— START OF Data lines —

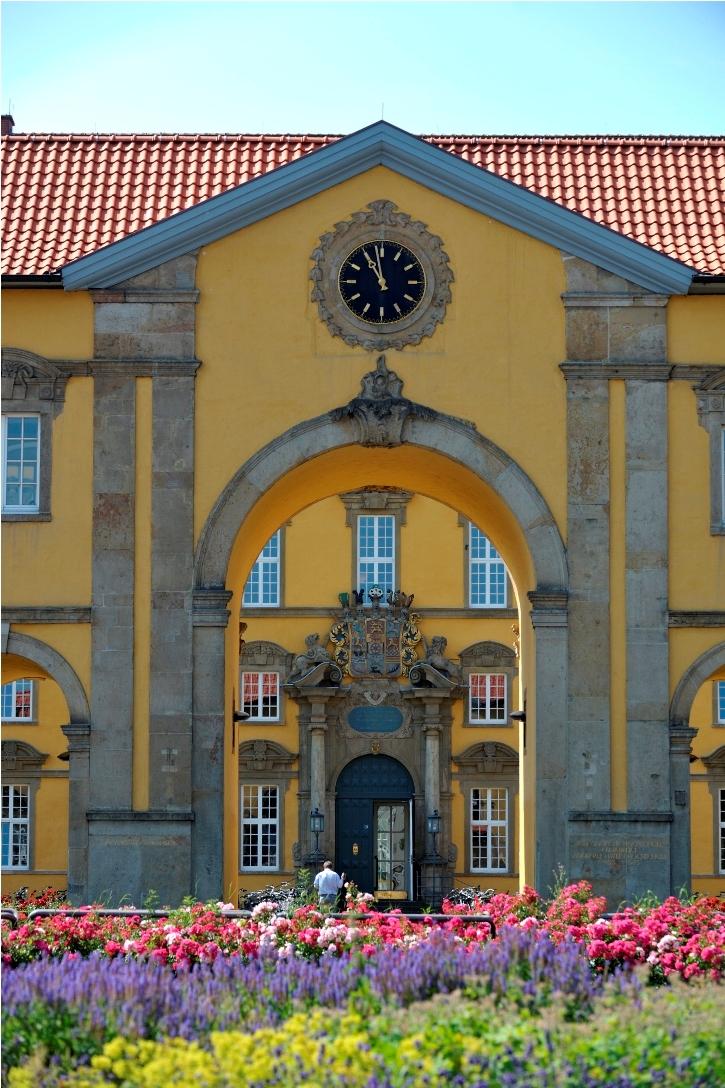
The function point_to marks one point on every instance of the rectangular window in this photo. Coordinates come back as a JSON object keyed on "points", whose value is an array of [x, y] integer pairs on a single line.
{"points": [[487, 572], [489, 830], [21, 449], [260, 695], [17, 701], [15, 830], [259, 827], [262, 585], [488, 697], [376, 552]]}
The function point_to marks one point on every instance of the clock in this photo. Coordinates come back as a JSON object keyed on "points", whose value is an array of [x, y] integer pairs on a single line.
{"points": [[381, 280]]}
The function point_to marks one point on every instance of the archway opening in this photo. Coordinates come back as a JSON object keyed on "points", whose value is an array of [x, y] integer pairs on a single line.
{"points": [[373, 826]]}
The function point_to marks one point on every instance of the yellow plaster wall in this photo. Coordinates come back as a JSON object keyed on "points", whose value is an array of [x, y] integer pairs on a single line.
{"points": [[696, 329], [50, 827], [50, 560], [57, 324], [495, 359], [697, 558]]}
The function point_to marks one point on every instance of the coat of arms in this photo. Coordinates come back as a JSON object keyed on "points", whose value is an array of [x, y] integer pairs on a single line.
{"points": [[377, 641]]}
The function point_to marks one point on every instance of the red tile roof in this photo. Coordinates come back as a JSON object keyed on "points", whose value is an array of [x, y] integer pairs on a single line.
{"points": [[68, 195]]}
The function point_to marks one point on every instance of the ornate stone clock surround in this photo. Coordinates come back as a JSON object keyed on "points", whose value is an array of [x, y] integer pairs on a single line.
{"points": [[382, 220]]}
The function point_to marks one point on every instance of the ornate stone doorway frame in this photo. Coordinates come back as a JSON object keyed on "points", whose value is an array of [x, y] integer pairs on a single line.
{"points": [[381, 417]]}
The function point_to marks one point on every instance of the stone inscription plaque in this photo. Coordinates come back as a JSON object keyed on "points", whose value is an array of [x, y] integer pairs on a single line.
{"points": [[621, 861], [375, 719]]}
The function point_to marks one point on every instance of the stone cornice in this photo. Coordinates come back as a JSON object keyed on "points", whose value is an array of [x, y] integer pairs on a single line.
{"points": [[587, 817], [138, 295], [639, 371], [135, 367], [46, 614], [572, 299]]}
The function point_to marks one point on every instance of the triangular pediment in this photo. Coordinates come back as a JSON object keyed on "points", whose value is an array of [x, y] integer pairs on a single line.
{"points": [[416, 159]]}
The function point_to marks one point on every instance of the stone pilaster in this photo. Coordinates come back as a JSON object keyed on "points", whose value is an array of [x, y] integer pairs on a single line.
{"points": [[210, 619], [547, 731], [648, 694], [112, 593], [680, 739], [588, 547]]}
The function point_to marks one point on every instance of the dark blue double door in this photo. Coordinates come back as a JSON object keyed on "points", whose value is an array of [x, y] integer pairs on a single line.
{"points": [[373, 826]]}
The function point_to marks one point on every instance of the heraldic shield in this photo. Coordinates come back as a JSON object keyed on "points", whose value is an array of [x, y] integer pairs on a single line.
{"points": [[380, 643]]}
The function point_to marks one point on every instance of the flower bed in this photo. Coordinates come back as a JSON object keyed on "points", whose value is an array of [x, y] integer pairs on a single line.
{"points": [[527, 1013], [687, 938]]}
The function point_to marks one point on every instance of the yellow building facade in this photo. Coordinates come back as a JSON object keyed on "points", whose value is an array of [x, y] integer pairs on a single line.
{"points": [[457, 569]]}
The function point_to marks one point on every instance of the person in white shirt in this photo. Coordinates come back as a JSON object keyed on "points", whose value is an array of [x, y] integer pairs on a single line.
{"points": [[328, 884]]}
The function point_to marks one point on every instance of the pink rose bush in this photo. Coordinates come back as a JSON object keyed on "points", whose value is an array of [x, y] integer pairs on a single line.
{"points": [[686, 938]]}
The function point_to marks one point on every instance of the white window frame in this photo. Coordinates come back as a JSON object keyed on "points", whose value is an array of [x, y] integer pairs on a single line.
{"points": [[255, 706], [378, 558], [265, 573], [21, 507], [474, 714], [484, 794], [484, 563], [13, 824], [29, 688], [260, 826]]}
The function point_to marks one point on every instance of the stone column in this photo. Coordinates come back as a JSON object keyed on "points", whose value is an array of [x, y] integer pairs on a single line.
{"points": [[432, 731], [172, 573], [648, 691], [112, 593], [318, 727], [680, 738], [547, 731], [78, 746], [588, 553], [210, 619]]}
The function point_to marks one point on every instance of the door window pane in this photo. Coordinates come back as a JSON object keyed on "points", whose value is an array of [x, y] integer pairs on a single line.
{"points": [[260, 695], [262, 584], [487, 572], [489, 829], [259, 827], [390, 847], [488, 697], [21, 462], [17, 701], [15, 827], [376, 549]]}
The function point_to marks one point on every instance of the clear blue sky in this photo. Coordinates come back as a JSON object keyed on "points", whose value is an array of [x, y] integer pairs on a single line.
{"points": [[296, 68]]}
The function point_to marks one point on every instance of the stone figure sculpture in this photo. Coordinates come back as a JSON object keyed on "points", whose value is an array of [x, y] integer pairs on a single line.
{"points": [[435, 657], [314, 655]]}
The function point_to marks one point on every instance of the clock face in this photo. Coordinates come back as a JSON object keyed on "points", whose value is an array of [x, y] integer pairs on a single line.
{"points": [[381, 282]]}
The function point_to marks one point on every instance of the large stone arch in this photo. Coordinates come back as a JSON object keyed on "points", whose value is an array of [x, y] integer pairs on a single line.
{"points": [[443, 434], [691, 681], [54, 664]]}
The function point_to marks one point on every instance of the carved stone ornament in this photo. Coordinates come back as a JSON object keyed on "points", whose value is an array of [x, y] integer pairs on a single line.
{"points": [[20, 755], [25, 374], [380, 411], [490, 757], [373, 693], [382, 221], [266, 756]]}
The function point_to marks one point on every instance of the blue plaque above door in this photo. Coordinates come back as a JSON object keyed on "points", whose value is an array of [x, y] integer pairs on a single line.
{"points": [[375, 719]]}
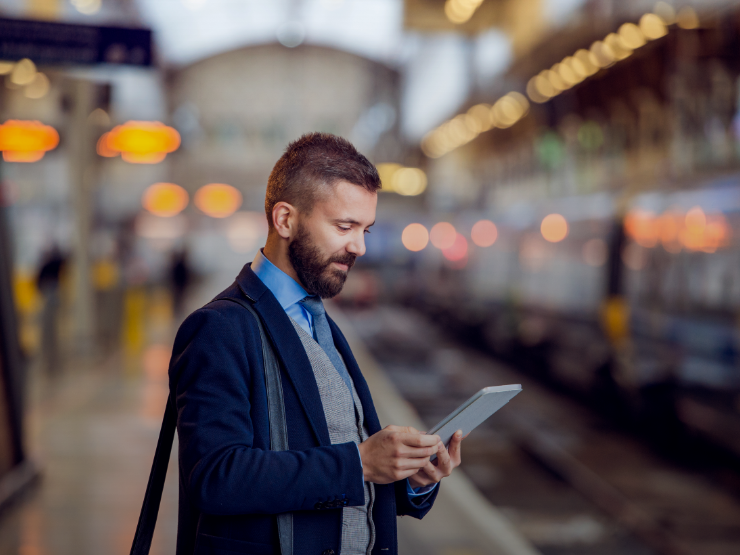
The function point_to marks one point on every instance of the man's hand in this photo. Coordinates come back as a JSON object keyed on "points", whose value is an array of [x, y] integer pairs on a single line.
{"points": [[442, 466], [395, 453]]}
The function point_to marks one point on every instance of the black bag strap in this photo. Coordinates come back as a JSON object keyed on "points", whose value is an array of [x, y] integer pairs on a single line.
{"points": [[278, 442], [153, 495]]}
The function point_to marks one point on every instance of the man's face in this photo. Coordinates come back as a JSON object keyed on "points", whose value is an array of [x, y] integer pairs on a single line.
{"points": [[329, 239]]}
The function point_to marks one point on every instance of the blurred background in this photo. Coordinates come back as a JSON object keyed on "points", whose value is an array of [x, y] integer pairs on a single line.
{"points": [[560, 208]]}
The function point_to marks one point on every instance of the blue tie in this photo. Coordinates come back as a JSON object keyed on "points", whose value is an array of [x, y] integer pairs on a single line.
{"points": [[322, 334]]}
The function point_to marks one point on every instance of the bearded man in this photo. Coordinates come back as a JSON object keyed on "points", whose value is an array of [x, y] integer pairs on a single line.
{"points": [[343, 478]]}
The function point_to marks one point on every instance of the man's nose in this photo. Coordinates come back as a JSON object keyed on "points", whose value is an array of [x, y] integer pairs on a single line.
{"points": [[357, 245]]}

— END OF Data lines —

Stated problem: Reproduce the listing above, changing each "point_to" to "locate_all" and leaving everything else as it is. Omit the pictures from your output.

Full response:
The function locate_all marks one point on every instance of the rectangular window in this photo. Coordinates come back as a JSON object keyed on "points", whose value is an array of [x, y] integer pairs on a single line.
{"points": [[487, 572], [489, 830], [21, 449], [260, 695], [17, 701], [15, 830], [259, 827], [262, 585], [488, 697], [376, 552]]}
The function locate_all marks one point on every instance of the clock in this photo. Coordinates come back as a JSON object keyed on "points", whose value is an array of [x, y] integer pairs on a single line.
{"points": [[381, 280]]}
The function locate_all marks one point on every instance of the archway opening in this photo. Coordinates come back as a JSON object keyed on "points", whose value is an array of [x, y] integer pairs on a single line.
{"points": [[373, 826]]}
The function locate_all marks one point on every instance of the yellow plaster wall in this photo. Coordinates come back as a JSON object keyed on "points", whose value is an array of [x, y] integer pairs on a single line.
{"points": [[696, 329], [50, 827], [50, 560], [57, 324], [495, 359], [697, 558]]}
The function locate_all marks one point on every instance of the coat of arms in this photo. Coordinates come back as a JSON object keyed on "points", whose value is an array of [x, y] integer pairs on a single line.
{"points": [[377, 641]]}
The function locate_all marks one point on every instance of the red tile roof in this photo. Coordinates come back as a JSON object keyed on "points", whose value is an array of [x, y] integer pairs on a single line.
{"points": [[68, 195]]}
The function locate_all marks one point on every instance of the ornate stone clock surround in this photo. Coordinates come back as a JSON object keyed on "points", whose value is an array of [x, y] integer pairs on a single line.
{"points": [[382, 220]]}
The function locate_all marks one point on every instance of the ornate stone doorway frame in this photo. Coordinates come back as a JSON object keyed on "points", whose value is an array of [x, y] integer pairs on a single line.
{"points": [[381, 417]]}
The function locate_all marks one point on every instance of the stone inscription plaque in this photo. Coordinates come back as a JSON object keyed on "points", whose value is an array of [x, y] integer pairs on a single line.
{"points": [[621, 861], [375, 719]]}
The function locate_all marks one point on every instance of the stone cornice in this photo. Coordinates come back as a JSON object keyed on "points", whose value is an array of [x, y] integer pairs on a single line.
{"points": [[587, 817], [138, 295], [639, 371], [135, 367], [46, 614], [572, 299]]}
The function locate_all marks one point on every instance of the triangular pediment in this photo. Coordinates come back as a JSON object keyed on "points", whose value is an array of [x, y] integer pairs on a single line.
{"points": [[416, 159]]}
The function locate_all marks one point on every instance of the stone pilaster in this photo. Coordinates come back as a JSON object keyed on "points", whose value is an array of [x, y] integer pairs on a single line.
{"points": [[210, 619], [547, 731], [648, 694], [112, 593], [680, 739], [588, 547]]}
The function locate_all marks one point on every instance of the dark blue double door in this photo. Coordinates come back as a JSON object keyed on "points", whose value is an array of [x, y] integer pairs on a single line.
{"points": [[373, 826]]}
The function locate_all marks one point on every instance of the heraldic shield in this photo. Coordinates come back as a JSON object keyed on "points", whose value is an array of [x, y] integer pairs on a single line.
{"points": [[380, 643]]}
The function locate_all marks one point on every instance of the flower bed in this photo. Coordinates come back as a JSON object keyed on "points", whose value is an array of [x, y] integer pairs on a single line.
{"points": [[527, 1013], [687, 938]]}
The function locate_all marks one point on every instance of the yellow building facade in this photo. Coordinates come back as a JSON object keyed on "points", whose value is an array of [x, y] integer pairs on a single line.
{"points": [[457, 569]]}
The function locate_all marks one point on every instance of the person in white shirt in this photo. Coordinates come back as a JSON object keyed on "points", whose value is an array of [x, y] integer pairs on a single line.
{"points": [[328, 884]]}
The function locate_all marks one point on every instance of the pink rose bush in this photo. Coordinates come back as a JSON object keyed on "points", whose value is an array of [x, y] integer pairs on a single line.
{"points": [[686, 938]]}
The function locate_all marks one point on every instance of the white window frame in this photo. Coordinates come back as a JSON object keyed on "points", whose value is an array of [x, y] integer pairs on a single line.
{"points": [[255, 706], [378, 558], [265, 573], [21, 507], [474, 714], [484, 794], [484, 563], [13, 824], [29, 688], [260, 826]]}
The function locate_all marks one point on every instance of the stone column in this photo. Coordinates come back as a JSON object keyed on "points", whose value is an array of [x, y] integer pairs on a single line.
{"points": [[432, 731], [172, 573], [648, 691], [112, 593], [318, 727], [680, 738], [547, 731], [78, 746], [588, 553], [210, 619]]}
The function locate_all marks one point on every instance of the door window pane in this photo. Coordinates come back as a JSON object keyed on "points", whose value is an array of [x, y] integer pairs on a single line.
{"points": [[260, 695], [262, 584], [487, 572], [489, 829], [259, 827], [390, 847], [488, 697], [21, 462], [17, 701], [15, 827], [376, 549]]}
The function locate_all marks one point on every instance of the clear blue sky in this photo. Coordinates come back as a JSON object keyed on "points", whose value is an array of [x, y] integer pairs on a single line.
{"points": [[296, 68]]}
The function locate_all marks one point on every instance of the stone figure sculpture in this photo. Coordinates come back as a JSON object keyed on "points", whose value is an array of [x, y] integer pairs on a single line.
{"points": [[435, 657], [314, 655]]}
The function locate_all marks one point on every instance of the clock face in this photo. Coordinates come back as a JSON object keyed on "points", whose value is an array of [x, y] integer pairs on a single line.
{"points": [[381, 282]]}
The function locate_all marks one point on every instance of the large stone arch in this photo. Coordinates come back as a JSON object keyed on "points", whose value is an array of [x, y] integer pairs on a single line.
{"points": [[443, 434], [691, 681], [54, 664]]}
The function locate_all marks one point on every instance of the carved stone ornament in this photo. Coordinates come back as a JSON object keyed on "points", whose value is an array of [x, y] integer pairs on a single line.
{"points": [[20, 755], [25, 374], [380, 411], [490, 757], [373, 693], [382, 221], [266, 756]]}
The function locate_all marks one point on every instance of the blue plaque above door in this photo. Coordinates come back as a JSON object keyed on "points", whose value is an array of [x, y] integer pairs on a single line.
{"points": [[375, 719]]}
The function locate_all marks one point on every instance of the man's hand in this photo. Coordinates come back as a JSON object keyed on "points", whose value is an array of [x, y] integer pairs on a single line.
{"points": [[442, 466], [395, 453]]}
The function locate_all marks one point on every instance of the black bag strap in this photo. Coordinates come back as a JSON object keyed on "points", whose value is an array of [x, y] integer pairs on a single line.
{"points": [[278, 442], [153, 495]]}
The function locate_all marks one point on every instance of the man's face in this photo. Coordinates come back as a JSON object keyed on "points", whose value is an array of [x, y] integer pairs on a single line.
{"points": [[329, 239]]}
The function locate_all marks one point on every instance of the blurred background in this photo. Coordinates come back as a JSON object keyed on "points", whose value is an array of [x, y] integer pairs on a single line.
{"points": [[560, 208]]}
The function locate_all marks one point on every instance of the blue tie in this photo. Coordinates come back as a JSON object keyed on "points", whose value is an array of [x, y] integer pairs on a single line.
{"points": [[322, 334]]}
The function locate_all marks one point on every instance of the bearded man in this photo. Coordinates come back as a JSON object keyed on "points", whose value is an array of [x, y] integer pairs on a single line.
{"points": [[343, 478]]}
The function locate_all marks one point on every instance of the man's nose in this photo. Coordinates come back as a JSON object keyed on "points", whose value is an array of [x, y] integer pairs on a single line.
{"points": [[357, 245]]}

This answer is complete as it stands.